* [PAGE EXCERPT]
Sensitivity Analysis for Instrumental Variables using `iv.sensemakr`

Introduction

Instrumental variable (IV) methods are widely used in economics, epidemiology, and the social sciences to estimate causal effects in the presence of unobserved confounding. A valid IV approach requires that, conditionally on observed covariates, the instrument is not itself confounded with the outcome, and that it influences the outcome only by affecting uptake of the treatment. The first assumption is usually called “exogeneity,” “ignorability,” or “unconfoundedness” of the instrument, whereas the second is usually called the “exclusion restriction.”

However, these assumptions are often violated in practice due to the presence of omitted confounders of the instrument; or, even when the instrument is randomized, by omitted side-effects of the instrument influencing the outcome via paths other than through the treatment. If these assumptions fail, the bias of the IV estimate may in fact be worse than the original confounding bias of the naive regression estimate. Researchers are therefore often advised to perform sensitivity analyses to assess the degree of violation of the IV assumptions required to alter the conclusions of an IV study.

* [RECORDED DATA]
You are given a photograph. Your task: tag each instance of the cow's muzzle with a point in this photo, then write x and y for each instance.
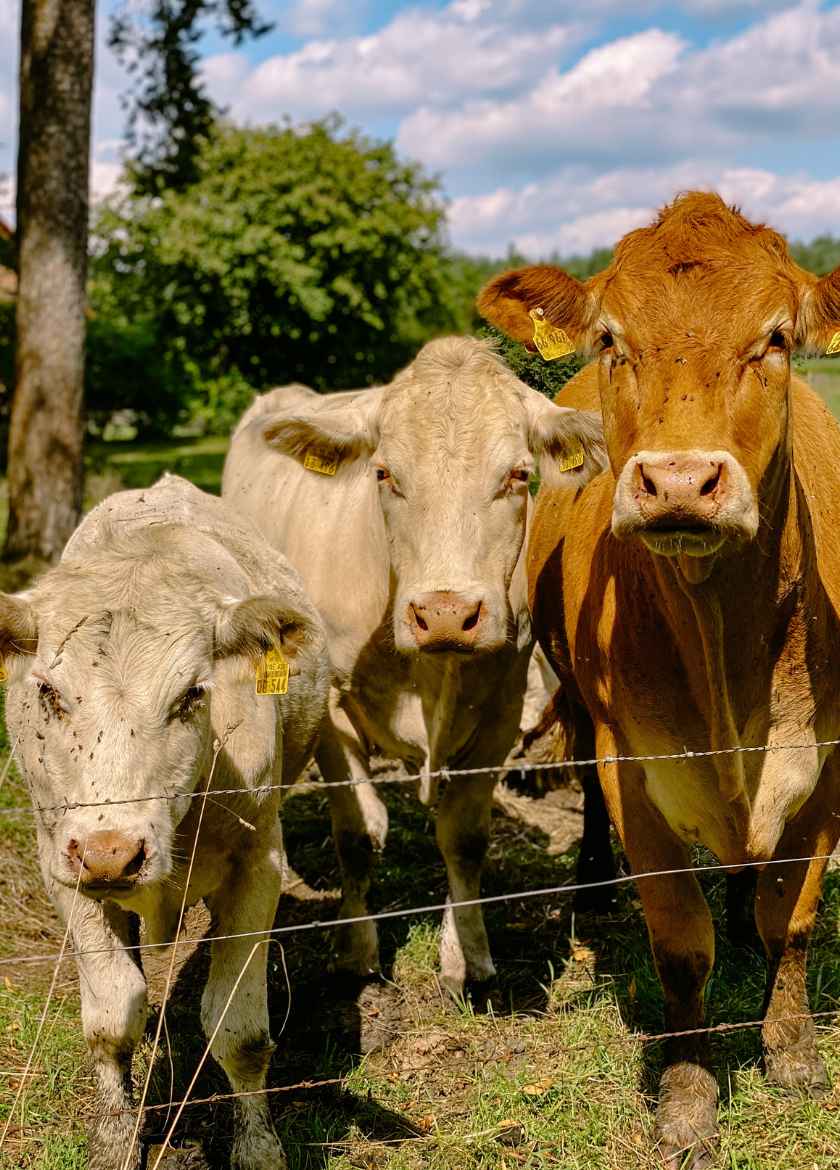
(107, 861)
(445, 620)
(684, 503)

* [DIRECTIVES]
[A] Answer these about the IV sensitivity page, one per line:
(i) In which three fields does the page say instrumental variable methods are widely used?
(ii) What is the second IV assumption usually called?
(iii) What are researchers often advised to perform?
[B] Transcribe the part of the IV sensitivity page starting at "However, these assumptions" and ending at "an IV study.".

* [SOLUTIONS TO EACH TASK]
[A]
(i) Economics, epidemiology, and the social sciences
(ii) The "exclusion restriction"
(iii) Sensitivity analyses

[B]
However, these assumptions are often violated in practice due to the presence of omitted confounders of the instrument; or, even when the instrument is randomized, by omitted side-effects of the instrument influencing the outcome via paths other than through the treatment. If these assumptions fail, the bias of the IV estimate may in fact be worse than the original confounding bias of the naive regression estimate. Researchers are therefore often advised to perform sensitivity analyses to assess the degree of violation of the IV assumptions required to alter the conclusions of an IV study.